**問題 1**: 五十嵐作品のダンスについての文章で、五十嵐監督が好きだと挙げている1954年の映画は何ですか。
**問題 2**: 五十嵐作品のダンスについての文章から、「五十嵐 映画のなかで踊るって」から「福感があることだと思います。」までを一字も変えずに引用してください。
**問題 3**: 五十嵐作品のダンスについての文章を、最後の文に続けて書き継いでください。

**文書抜粋**:
···

●五十嵐作品における「ダンス」と「音楽」
――五十嵐監督の作品には『夜来風雨の声』(2008年)にしても『息を殺して』にしても、とても印象的な長回しによる「ダンス」のシーンが出てきています。踊りを撮ることにこだわりがあるのでしょうか。
五十嵐 映画のなかで踊るってすごく幸せな感じがするじゃないですか。ただそれだけ、というところがあります(笑)。『フレンチ・カンカン』(1954年、ジャン・ルノワール監督)が好きで、ラストに踊り子たちが踊っているだけで、その身体性やエネルギーにすごく感動する。『息を殺して』はとても無機的な世界で、社会的に抑圧された若い人たちを描いていますけど、そのなかで谷口さんがおぼつかないダンスを踊ることで1人の人間としての生命の躍動感を出したかったんです。『泳ぎすぎた夜』に関して言えば、鳳羅くんが自分の世界で生きていくためのダンスを踊っているのをずっと撮っているという映画でもある。踊ったり歩いたり、人が動いていることそれ自体がすごく幸福感があることだと思います。

···

**データ行**:
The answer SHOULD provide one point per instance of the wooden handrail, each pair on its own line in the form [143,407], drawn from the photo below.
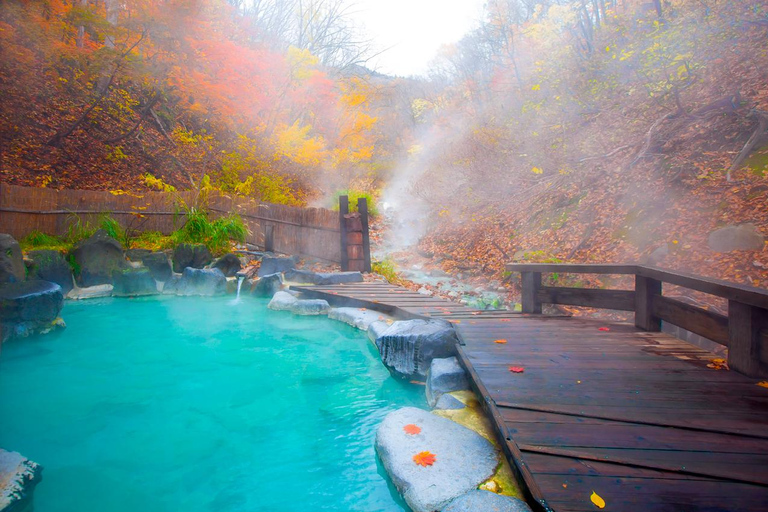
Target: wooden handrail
[744,331]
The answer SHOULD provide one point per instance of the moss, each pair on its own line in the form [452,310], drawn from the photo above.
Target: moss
[473,417]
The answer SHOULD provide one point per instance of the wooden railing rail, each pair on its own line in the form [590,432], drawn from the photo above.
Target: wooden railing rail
[744,330]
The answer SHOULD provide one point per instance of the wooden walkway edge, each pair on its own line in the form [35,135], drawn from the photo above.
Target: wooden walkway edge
[639,418]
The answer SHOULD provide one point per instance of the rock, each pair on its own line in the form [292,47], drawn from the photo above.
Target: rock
[282,301]
[90,292]
[486,501]
[137,254]
[275,265]
[376,329]
[742,237]
[50,265]
[268,286]
[464,459]
[158,265]
[449,402]
[229,264]
[356,317]
[29,307]
[18,478]
[95,258]
[11,260]
[310,307]
[133,283]
[408,347]
[201,281]
[190,255]
[444,376]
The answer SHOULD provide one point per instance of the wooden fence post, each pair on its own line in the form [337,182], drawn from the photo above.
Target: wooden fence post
[362,207]
[747,348]
[343,210]
[531,287]
[645,290]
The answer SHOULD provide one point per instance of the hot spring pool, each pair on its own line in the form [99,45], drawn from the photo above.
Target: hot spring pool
[198,404]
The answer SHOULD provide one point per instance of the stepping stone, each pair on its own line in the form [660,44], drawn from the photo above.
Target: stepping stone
[463,458]
[486,501]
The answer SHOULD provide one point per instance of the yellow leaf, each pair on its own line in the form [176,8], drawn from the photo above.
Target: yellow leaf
[597,500]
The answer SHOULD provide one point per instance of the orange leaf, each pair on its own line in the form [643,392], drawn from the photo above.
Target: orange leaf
[424,458]
[412,429]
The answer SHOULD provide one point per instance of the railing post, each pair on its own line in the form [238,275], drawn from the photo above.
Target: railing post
[531,287]
[362,207]
[645,290]
[343,210]
[746,346]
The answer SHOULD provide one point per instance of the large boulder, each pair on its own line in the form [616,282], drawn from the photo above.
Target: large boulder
[408,347]
[486,501]
[229,264]
[29,307]
[50,265]
[158,265]
[207,281]
[11,260]
[133,282]
[274,265]
[742,237]
[268,286]
[95,258]
[463,459]
[18,478]
[310,307]
[282,301]
[445,375]
[190,255]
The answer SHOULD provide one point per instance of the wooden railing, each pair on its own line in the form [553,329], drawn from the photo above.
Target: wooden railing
[744,330]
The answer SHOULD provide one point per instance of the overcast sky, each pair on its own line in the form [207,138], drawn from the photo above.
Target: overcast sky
[415,29]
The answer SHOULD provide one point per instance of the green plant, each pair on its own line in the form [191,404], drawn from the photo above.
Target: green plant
[354,195]
[386,268]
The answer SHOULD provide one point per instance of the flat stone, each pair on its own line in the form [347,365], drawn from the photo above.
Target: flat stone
[190,255]
[356,317]
[50,265]
[268,286]
[159,265]
[444,375]
[133,283]
[310,307]
[90,292]
[449,402]
[18,478]
[742,237]
[463,458]
[282,301]
[95,259]
[376,329]
[408,347]
[276,265]
[11,260]
[229,264]
[486,501]
[202,281]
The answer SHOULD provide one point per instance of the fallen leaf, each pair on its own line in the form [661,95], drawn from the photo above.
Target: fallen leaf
[597,500]
[424,458]
[412,429]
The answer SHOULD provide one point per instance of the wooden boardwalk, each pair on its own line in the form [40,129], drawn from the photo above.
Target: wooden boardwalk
[636,417]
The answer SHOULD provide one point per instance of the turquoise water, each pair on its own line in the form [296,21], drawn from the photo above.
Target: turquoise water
[198,404]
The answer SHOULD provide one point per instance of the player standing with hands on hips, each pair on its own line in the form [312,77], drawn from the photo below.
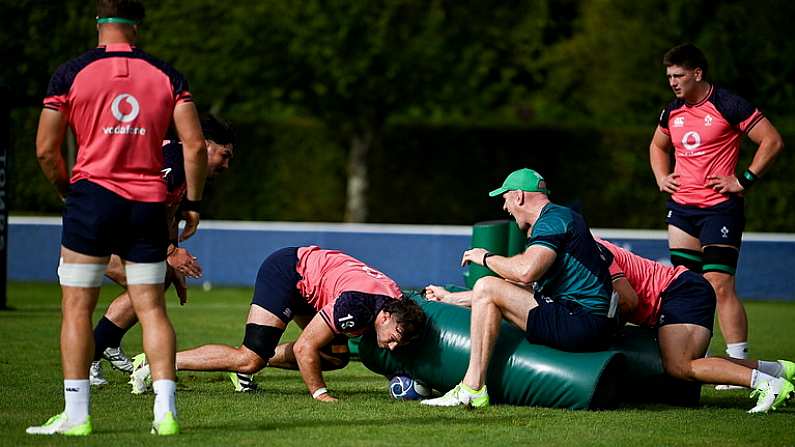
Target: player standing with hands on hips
[120,102]
[704,126]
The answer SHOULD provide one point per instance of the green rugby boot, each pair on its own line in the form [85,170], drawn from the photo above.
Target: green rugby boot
[461,395]
[167,426]
[788,370]
[771,395]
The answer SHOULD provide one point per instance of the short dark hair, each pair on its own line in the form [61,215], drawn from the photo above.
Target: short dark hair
[409,317]
[218,130]
[686,55]
[125,9]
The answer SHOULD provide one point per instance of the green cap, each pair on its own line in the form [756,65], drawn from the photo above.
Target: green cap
[523,180]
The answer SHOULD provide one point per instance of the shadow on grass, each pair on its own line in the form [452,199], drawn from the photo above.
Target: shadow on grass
[324,423]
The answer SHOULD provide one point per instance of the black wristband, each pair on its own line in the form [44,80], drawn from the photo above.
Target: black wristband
[189,205]
[747,179]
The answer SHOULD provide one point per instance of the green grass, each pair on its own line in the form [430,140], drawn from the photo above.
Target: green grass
[283,413]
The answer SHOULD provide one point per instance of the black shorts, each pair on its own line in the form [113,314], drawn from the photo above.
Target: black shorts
[99,222]
[722,224]
[689,299]
[568,326]
[276,287]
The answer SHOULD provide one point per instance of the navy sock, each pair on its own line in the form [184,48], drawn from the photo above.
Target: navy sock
[106,335]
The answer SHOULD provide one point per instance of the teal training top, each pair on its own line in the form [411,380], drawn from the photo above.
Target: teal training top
[580,271]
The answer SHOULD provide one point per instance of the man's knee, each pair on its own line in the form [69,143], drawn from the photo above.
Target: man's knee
[262,341]
[723,285]
[250,362]
[679,368]
[721,260]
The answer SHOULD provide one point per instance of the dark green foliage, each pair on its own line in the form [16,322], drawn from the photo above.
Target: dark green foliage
[454,94]
[441,175]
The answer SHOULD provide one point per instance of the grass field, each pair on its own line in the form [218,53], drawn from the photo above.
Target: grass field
[282,413]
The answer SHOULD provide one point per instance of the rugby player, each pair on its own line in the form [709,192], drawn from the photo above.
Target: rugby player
[704,126]
[681,305]
[120,316]
[334,293]
[567,309]
[119,101]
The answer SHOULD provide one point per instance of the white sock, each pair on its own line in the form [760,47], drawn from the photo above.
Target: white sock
[77,398]
[165,398]
[774,369]
[759,379]
[737,350]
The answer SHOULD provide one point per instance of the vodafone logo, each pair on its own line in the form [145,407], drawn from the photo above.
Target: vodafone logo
[131,102]
[691,140]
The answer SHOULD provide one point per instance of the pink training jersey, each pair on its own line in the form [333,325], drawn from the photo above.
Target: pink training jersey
[119,101]
[706,138]
[648,278]
[326,275]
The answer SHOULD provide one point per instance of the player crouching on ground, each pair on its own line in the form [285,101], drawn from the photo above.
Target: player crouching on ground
[219,136]
[334,293]
[681,305]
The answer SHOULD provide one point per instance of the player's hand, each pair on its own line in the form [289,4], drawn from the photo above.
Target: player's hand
[474,255]
[180,287]
[724,184]
[184,262]
[191,219]
[435,293]
[326,397]
[669,183]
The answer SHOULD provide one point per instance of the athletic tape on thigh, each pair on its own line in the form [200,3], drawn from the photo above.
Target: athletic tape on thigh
[80,275]
[262,339]
[720,259]
[142,273]
[692,259]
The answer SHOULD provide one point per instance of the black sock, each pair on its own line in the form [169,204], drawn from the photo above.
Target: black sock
[106,335]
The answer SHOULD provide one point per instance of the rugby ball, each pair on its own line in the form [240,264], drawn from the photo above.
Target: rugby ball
[402,387]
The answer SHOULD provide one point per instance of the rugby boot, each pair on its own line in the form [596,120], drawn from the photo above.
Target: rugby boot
[461,395]
[118,359]
[58,425]
[771,395]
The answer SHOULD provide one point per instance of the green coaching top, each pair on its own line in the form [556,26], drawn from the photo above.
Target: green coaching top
[579,274]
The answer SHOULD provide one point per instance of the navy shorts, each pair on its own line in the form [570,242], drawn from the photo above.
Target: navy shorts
[99,222]
[568,326]
[722,224]
[276,287]
[689,299]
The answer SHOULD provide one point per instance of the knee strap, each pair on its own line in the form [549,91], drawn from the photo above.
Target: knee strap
[720,259]
[692,259]
[336,354]
[80,275]
[262,339]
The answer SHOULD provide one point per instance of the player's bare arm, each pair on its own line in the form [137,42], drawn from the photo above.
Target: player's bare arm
[659,154]
[627,298]
[521,269]
[50,135]
[307,348]
[770,145]
[186,120]
[440,294]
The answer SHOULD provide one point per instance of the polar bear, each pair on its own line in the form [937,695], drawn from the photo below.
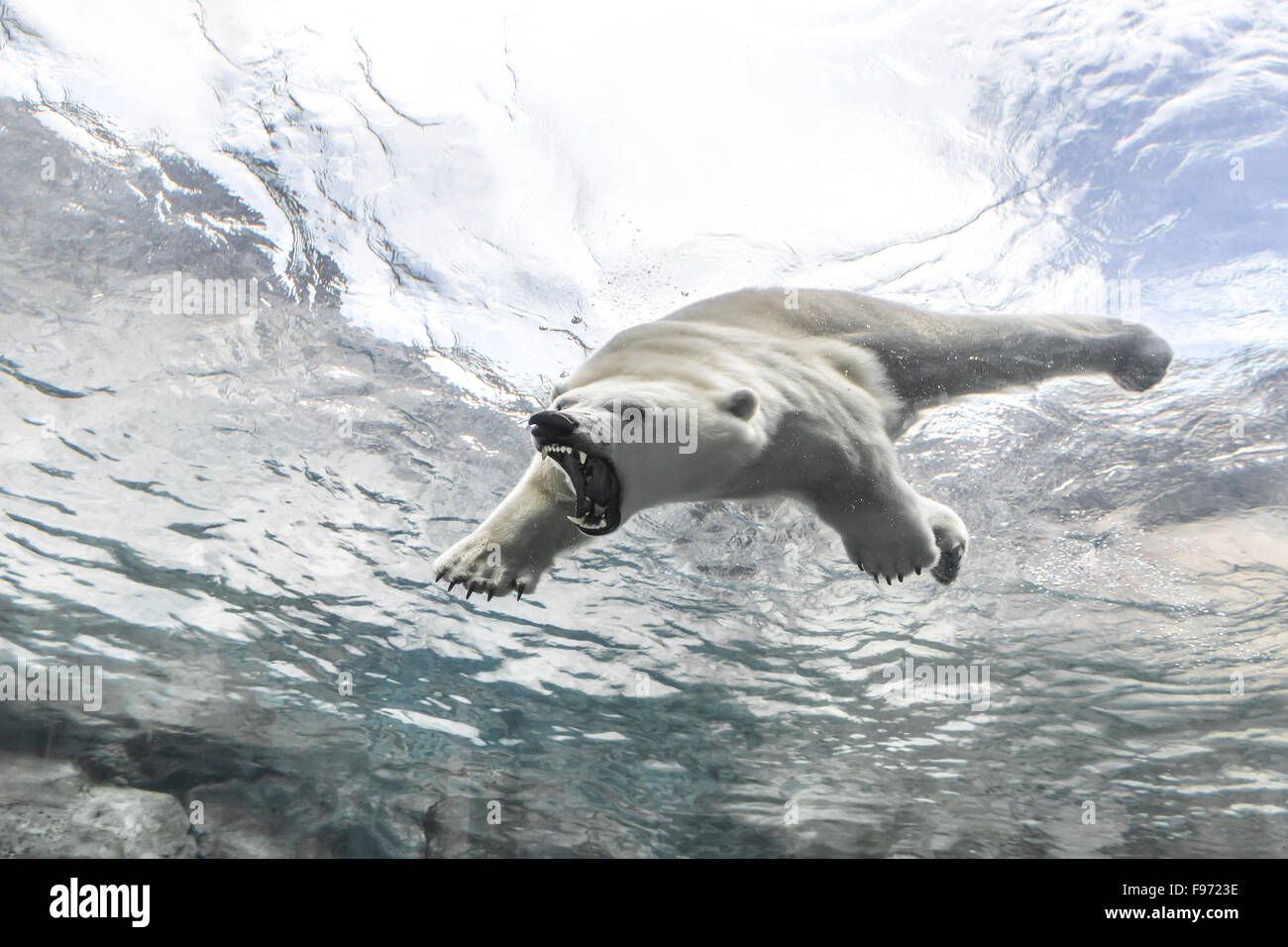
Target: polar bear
[774,392]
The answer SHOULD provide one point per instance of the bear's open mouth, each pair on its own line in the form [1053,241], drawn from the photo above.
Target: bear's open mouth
[593,480]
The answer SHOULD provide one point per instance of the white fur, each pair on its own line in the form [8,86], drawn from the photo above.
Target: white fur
[793,401]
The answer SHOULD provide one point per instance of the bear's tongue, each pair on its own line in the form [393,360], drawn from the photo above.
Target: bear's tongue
[593,483]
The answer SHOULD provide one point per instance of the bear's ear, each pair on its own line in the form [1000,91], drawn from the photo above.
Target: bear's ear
[742,403]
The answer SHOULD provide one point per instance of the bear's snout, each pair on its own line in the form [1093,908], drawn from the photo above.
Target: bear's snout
[552,425]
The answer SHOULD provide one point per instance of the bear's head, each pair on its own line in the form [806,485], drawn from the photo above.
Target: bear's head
[626,445]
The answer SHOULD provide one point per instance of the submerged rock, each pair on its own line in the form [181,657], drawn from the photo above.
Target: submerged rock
[50,809]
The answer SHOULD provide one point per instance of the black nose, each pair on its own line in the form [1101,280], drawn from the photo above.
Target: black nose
[550,425]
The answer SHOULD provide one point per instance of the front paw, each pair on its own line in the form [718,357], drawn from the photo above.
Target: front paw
[896,556]
[481,565]
[1140,359]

···

**記述回答 1**: ジャン・ルノワール監督の『フレンチ・カンカン』です。

**記述回答 2**:
五十嵐 映画のなかで踊るってすごく幸せな感じがするじゃないですか。ただそれだけ、というところがあります(笑)。『フレンチ・カンカン』(1954年、ジャン・ルノワール監督)が好きで、ラストに踊り子たちが踊っているだけで、その身体性やエネルギーにすごく感動する。『息を殺して』はとても無機的な世界で、社会的に抑圧された若い人たちを描いていますけど、そのなかで谷口さんがおぼつかないダンスを踊ることで1人の人間としての生命の躍動感を出したかったんです。『泳ぎすぎた夜』に関して言えば、鳳羅くんが自分の世界で生きていくためのダンスを踊っているのをずっと撮っているという映画でもある。踊ったり歩いたり、人が動いていることそれ自体がすごく幸福感があることだと思います。

**記述回答 3**:
――五十嵐監督の「音楽」の使い方について伺わせてください。演技では一つの意味に固定されないような演出をしているということでした。ふつう映画音楽は悲しい場面で悲しい曲をかけるなど、そのカットの雰囲気や意味をより分かりやすく伝えるために使用されることが多いと思います。五十嵐さんは『息を殺して』でも『泳ぎ過すぎた夜』でも――ダンスの場面を除いて――きわめて抑制的にしか音楽を使っていません。五十嵐監督は音楽に明確な機能を担わせていないのでしょうか。
五十嵐 そうですね。映画のなかの感情と音楽を一致させることには、基本的に抵抗があるんです。音楽の方が映像よりも強いので、(音楽を使うと)そのシーンはそういう雰囲気や一つの意味を持つことにしかならないところがある。僕はわりと異化効果を狙って画面とアンバランスな音楽を使うことが多いと思います。あとは音楽が出てくるレイヤーが今、どの水準にあるのかということへの興味もあります。『泳ぎすぎた夜』で鳳羅くんが車のなかで眠ってしまうときに鳴っている音楽は車のステレオが鳴っているのか、画面の外の音なのかよくわからなくなっている。エンジンをつけたときに音が鳴るのでカーステレオっぽいけれど、音自体は環境音の広がりじゃないので、環境音ではない感じもする。
――音の出所が不明瞭なんですね。『息を殺して』の谷口蘭さんのダンスシーンも、確かに音源の場所が作品の内部なのか、外部なのかとても曖昧ですね。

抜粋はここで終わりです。